ICS/SCADA is particularly vulnerable to remote code execution vulnerabilities. Another form is SQL injections, “which exploits weaknesses in web applications to allow attackers’ queries to be executed directly in backend database” and allow attackers to extract sensitive information such as credentials, emails, critical documents, intelligence. “Data stolen using SQL injection can provide critical information for advanced UAS targeted attacks.” (Sood A.K. & Enbody, 2014)
The final group in the software- based vulnerabilities set is “insecure authentication and file uploading flaws. These allow remote attackers to access critical systems by exploiting weak authentication design and uploading malicious code or firmware. This security issue persists due to inability of systems to implement granular control through proper authentication and authorization checks. File uploading attacks exploit a system’s inability to determine type of files being uploaded on server.” (Sood A.K. & Enbody, 2014)

--- Data records ---
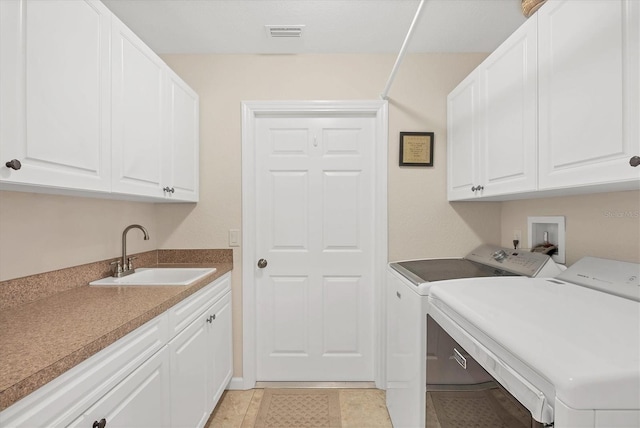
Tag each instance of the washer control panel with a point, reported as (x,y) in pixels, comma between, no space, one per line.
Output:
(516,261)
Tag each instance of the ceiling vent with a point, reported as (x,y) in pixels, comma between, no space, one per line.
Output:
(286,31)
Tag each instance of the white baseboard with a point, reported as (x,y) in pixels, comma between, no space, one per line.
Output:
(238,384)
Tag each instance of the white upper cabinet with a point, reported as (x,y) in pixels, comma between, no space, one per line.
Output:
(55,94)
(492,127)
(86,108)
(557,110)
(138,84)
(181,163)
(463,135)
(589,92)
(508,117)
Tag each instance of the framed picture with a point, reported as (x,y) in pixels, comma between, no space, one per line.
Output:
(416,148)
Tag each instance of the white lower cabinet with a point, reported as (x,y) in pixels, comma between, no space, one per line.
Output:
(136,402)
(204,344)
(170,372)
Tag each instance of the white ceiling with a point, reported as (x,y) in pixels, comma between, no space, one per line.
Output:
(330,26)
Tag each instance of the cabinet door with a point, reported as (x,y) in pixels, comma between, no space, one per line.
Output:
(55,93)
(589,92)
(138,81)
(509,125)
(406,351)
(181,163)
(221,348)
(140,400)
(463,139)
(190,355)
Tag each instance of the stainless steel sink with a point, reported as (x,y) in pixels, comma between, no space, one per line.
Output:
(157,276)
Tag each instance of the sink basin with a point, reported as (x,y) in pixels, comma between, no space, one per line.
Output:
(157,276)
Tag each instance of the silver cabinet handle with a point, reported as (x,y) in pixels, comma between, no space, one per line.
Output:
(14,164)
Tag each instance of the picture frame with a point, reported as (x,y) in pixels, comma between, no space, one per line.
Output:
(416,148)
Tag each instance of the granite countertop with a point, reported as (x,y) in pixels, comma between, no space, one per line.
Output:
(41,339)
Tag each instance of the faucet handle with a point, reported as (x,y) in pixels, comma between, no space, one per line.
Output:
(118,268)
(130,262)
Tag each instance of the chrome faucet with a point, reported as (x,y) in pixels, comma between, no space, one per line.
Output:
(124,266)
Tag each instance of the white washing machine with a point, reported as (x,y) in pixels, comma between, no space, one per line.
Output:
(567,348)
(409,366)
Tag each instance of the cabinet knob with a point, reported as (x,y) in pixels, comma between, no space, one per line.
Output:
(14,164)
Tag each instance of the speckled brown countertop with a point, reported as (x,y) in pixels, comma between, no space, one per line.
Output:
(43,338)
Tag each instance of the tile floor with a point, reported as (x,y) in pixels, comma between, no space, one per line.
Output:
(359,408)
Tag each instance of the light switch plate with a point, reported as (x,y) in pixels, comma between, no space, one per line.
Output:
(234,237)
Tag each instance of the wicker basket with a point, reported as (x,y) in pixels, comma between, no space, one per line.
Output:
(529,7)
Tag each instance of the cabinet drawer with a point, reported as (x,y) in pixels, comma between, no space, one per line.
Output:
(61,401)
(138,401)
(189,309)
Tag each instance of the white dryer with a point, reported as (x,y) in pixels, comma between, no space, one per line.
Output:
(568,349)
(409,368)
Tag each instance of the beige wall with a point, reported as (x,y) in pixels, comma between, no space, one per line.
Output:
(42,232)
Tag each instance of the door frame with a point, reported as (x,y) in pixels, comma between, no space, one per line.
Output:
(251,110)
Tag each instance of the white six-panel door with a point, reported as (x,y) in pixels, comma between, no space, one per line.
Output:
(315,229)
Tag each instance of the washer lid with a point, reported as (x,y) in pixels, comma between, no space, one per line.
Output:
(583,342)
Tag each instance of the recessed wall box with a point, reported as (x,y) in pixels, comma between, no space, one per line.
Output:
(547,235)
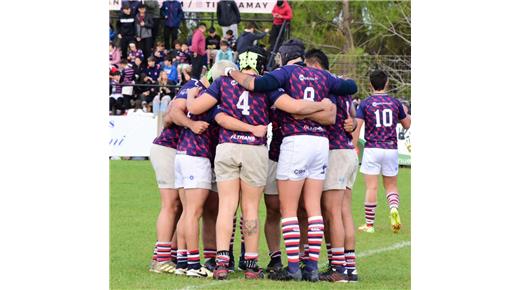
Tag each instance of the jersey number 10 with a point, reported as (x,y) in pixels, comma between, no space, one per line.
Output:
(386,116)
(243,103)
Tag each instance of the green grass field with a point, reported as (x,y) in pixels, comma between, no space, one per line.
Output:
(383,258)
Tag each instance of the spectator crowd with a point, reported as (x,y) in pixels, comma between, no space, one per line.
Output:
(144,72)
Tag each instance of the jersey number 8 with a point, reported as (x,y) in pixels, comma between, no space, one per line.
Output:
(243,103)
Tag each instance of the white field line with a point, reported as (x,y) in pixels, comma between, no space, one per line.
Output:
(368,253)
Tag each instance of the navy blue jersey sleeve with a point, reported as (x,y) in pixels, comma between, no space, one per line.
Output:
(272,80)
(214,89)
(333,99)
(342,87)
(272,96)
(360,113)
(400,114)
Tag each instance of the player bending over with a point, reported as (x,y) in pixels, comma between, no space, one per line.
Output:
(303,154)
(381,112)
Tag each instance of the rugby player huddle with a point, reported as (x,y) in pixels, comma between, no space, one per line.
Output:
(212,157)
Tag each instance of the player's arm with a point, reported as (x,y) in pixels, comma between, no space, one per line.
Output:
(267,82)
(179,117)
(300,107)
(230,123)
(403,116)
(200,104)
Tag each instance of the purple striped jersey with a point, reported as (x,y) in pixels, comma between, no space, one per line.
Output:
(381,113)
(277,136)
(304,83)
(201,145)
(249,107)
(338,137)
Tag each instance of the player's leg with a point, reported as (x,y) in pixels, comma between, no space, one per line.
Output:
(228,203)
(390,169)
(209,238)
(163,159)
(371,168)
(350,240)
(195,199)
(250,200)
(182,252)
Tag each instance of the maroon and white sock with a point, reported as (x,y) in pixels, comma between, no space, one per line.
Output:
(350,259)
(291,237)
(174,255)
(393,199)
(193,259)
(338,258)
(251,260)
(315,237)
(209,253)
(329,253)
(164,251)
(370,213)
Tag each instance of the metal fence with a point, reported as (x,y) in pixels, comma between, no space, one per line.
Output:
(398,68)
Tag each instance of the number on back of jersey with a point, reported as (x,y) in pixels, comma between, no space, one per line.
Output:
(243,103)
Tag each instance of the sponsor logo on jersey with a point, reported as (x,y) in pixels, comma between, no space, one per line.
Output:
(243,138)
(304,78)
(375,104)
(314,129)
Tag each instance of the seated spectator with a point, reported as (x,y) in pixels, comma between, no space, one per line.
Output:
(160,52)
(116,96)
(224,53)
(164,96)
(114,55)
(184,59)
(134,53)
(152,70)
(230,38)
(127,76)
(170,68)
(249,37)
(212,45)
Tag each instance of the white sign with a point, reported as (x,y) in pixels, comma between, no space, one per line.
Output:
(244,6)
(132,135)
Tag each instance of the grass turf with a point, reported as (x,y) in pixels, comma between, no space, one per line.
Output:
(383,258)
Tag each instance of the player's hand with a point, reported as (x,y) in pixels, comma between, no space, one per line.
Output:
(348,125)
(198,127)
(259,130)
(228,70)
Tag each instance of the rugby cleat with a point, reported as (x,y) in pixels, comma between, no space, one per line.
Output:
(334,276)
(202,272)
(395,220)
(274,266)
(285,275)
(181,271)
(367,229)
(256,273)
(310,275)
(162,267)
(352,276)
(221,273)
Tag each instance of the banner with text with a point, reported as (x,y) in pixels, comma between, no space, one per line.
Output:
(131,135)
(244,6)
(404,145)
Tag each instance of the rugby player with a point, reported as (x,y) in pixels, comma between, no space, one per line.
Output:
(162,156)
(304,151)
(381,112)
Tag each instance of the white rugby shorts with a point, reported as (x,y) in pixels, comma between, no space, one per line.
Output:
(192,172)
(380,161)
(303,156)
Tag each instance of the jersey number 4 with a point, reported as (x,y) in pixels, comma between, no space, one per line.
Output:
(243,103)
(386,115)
--
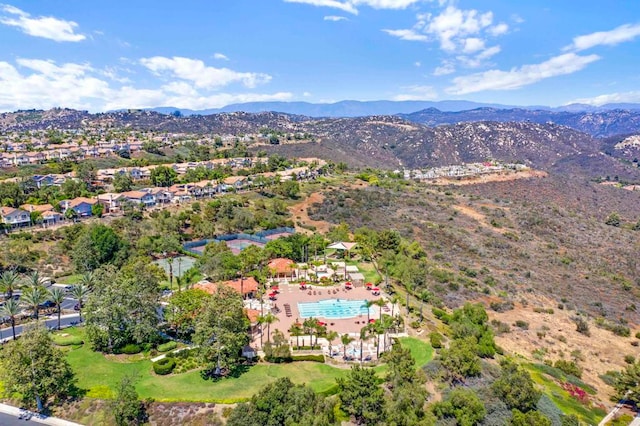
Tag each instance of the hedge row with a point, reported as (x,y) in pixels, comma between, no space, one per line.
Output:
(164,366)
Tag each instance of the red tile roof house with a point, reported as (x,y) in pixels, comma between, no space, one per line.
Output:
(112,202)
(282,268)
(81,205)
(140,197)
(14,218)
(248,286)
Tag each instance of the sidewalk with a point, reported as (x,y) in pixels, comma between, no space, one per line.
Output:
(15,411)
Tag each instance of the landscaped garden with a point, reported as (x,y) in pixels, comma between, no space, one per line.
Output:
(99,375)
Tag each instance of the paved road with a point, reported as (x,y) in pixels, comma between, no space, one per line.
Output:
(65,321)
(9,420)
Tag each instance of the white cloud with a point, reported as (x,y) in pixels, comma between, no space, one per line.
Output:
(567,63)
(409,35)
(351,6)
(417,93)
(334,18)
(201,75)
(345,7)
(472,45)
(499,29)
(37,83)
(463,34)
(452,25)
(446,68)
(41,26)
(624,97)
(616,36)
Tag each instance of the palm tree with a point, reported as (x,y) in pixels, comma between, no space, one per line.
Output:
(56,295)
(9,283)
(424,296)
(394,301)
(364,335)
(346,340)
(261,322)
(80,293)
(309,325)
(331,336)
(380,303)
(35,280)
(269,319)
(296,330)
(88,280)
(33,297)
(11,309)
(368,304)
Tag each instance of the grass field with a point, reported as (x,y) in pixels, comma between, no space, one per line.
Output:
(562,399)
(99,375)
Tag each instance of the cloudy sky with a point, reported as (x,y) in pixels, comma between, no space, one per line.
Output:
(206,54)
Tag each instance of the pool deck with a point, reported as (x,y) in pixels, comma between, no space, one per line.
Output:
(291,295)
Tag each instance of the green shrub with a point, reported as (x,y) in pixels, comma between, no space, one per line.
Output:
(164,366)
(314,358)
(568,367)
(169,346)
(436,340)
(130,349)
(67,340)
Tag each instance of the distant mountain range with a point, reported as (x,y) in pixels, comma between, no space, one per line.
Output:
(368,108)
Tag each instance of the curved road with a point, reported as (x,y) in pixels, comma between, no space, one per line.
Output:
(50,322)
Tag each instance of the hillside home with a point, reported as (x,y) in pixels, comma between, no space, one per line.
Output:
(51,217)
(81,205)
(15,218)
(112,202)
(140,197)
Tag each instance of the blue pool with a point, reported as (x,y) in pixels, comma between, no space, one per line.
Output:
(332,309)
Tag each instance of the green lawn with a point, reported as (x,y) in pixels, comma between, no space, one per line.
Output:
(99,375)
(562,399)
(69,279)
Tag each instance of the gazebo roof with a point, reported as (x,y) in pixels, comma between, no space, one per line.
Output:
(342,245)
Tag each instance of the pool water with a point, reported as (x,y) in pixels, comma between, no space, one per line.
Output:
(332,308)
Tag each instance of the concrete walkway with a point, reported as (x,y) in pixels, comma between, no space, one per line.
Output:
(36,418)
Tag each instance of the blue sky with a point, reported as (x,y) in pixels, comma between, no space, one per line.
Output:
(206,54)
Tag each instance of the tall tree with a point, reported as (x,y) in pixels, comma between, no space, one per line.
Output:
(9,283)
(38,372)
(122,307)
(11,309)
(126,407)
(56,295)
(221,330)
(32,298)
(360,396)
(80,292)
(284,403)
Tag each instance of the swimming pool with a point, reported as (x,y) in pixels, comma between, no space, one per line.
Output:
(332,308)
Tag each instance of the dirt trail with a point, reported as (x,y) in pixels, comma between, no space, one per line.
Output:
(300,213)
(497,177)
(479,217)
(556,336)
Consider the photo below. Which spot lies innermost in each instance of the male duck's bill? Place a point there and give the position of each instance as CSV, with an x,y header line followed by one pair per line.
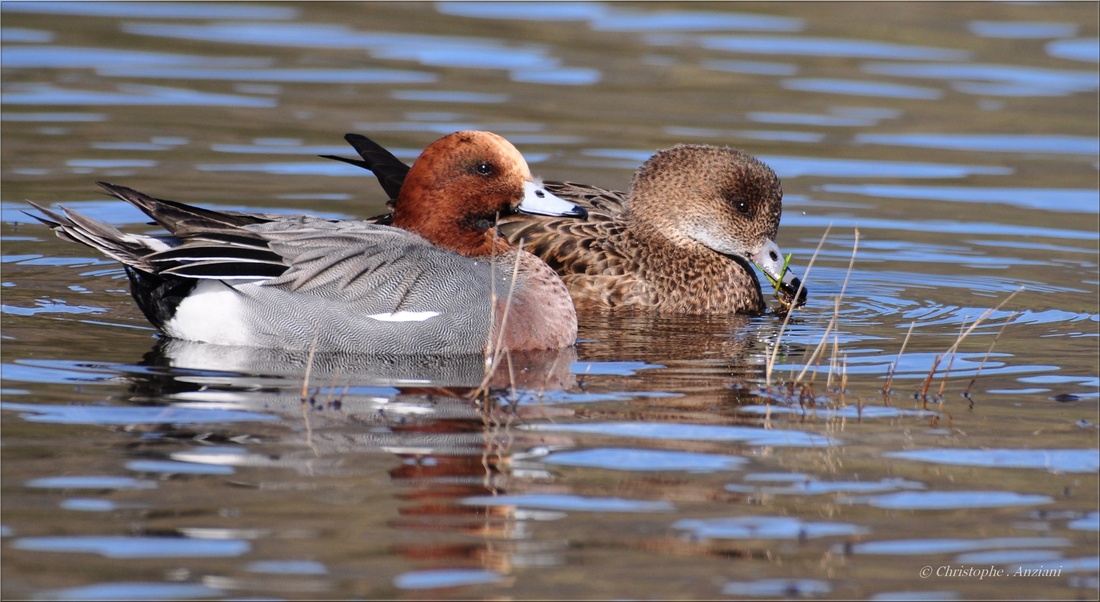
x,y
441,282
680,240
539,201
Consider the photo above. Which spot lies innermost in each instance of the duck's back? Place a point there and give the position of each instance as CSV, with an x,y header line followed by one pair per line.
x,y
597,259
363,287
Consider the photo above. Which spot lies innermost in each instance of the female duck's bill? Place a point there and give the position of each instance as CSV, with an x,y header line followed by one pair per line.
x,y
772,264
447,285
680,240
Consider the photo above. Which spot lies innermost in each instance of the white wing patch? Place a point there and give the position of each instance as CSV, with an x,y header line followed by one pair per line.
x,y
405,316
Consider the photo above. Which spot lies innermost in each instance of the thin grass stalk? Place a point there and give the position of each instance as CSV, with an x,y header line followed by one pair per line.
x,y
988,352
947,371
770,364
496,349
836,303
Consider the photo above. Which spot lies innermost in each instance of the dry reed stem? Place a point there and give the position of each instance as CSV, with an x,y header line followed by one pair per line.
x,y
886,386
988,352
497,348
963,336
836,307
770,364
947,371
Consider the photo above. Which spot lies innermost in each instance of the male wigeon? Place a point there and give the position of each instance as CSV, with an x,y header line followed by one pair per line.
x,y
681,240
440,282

--- Requirements ---
A: According to the passage on ICS/SCADA software vulnerabilities, what kinds of sensitive information can attackers extract through SQL injection? List them.
B: Write the next part of the passage on ICS/SCADA software vulnerabilities, picking up after its last sentence.

--- Results of the exercise ---
A: credentials, emails, critical documents, intelligence

B:
Insider Threat Vulnerabilities
“Insider threats involve a malicious employee or contractor that steals sensitive organizational assets or otherwise diminishes integrity of organization.” (Sood A.K. & Enbody, 2014) Insider threats may be intentional or unintentional. The outcome is the same, increased risk.
Intentional Insider Threats (IIT): is “when contractors or employees turn malicious,” their motives: revenge, personal grudge, and /or greed. Regarding Unintentional Insider Threats (UIT), “the US military defense outsources jobs to contractors, which presents a softer target than military facilities. The result is compromised contractors’ assets allows attackers to steal intelligence from military defense networks. The contractor acts as a proxy to provide entry for attacker, even though contractor has no intention to conduct spying / stealing assets.” (Sood A.K. & Enbody, 2014)
“Edward Snowden worked as a contractor for Central Intelligence Agency and NSA. Snowden leaked copious amounts of information, including information of Government Communications Headquarters (GCHQ) and National Security Agency (NSA) project, ‘Anarchist; Hacking of Israeli drone feeds; ‘The Drone Papers’ – The Intercept and Leaks regarding drone usage in Afghanistan, Yemen, and Somalia.” (Sood A.K. & Enbody, 2014)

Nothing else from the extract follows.